CHALLENGE 1:
Do these statements agree with the khmer mailing-list message? For each, answer yes or no and quote the deciding words of the message. (a) Titus removed the behavior because it turned out to be useless. (b) Daniel says he already understands the median kmer estimator. (c) Daniel's message is dated Saturday, December 6, 2014.

[khmer] Diginorm and error correction

Sat Dec 6 06:08:45 PST 2014

Yep, exactly.  We had that behavior in there as another script and it turned
out to be useless so I removed it :).

cheers,
--titus

On Sat, Dec 06, 2014 at 02:04:35PM +0000, Daniel Standage wrote:
> Ah, I see. It seems if every kmer of every read is checked, no
> error-containing reads would ever be discarded. But if only a
> representative set of kmers from each read is checked, then that makes much
> more sense. I guess I need to read up on the median kmer estimator.
> 
> Thanks,
> Daniel
> On Sat, Dec 6, 2014 at 7:20 AM C. Titus Brown <ctb at msu.edu> wrote:
> 
> > On Fri, Dec 05, 2014 at 08:53:31AM -0800, C. Titus Brown wrote:
> > > On Fri, Dec 05, 2014 at 04:49:27PM +0000, Daniel Standage wrote:
> > > > Greetings!

DATA TO USE:
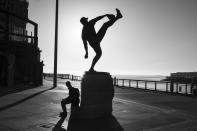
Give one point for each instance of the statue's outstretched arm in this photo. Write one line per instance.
(97, 19)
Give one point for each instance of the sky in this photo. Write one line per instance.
(154, 37)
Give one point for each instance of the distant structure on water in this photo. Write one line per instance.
(189, 77)
(19, 53)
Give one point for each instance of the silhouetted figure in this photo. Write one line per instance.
(72, 99)
(94, 39)
(58, 126)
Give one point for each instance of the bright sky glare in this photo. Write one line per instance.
(155, 37)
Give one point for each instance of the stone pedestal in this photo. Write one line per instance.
(97, 92)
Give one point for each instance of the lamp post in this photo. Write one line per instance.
(56, 46)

CHALLENGE 2:
Can you switch "in this photo" to "in this image" everywhere in the records above and write all their lines out again, with nothing else changed and the picture left out?

EXPECTED OUTPUT 1:
(a) Yes: "it turned out to be useless so I removed it"
(b) No: "I guess I need to read up on the median kmer estimator."
(c) Yes: "On Sat, Dec 06, 2014 at 02:04:35PM +0000, Daniel Standage wrote:"

EXPECTED OUTPUT 2:
Give one point for each instance of the statue's outstretched arm in this image. Write one line per instance.
(97, 19)
Give one point for each instance of the sky in this image. Write one line per instance.
(154, 37)
Give one point for each instance of the distant structure on water in this image. Write one line per instance.
(189, 77)
(19, 53)
Give one point for each instance of the silhouetted figure in this image. Write one line per instance.
(72, 99)
(94, 39)
(58, 126)
Give one point for each instance of the bright sky glare in this image. Write one line per instance.
(155, 37)
Give one point for each instance of the stone pedestal in this image. Write one line per instance.
(97, 92)
Give one point for each instance of the lamp post in this image. Write one line per instance.
(56, 46)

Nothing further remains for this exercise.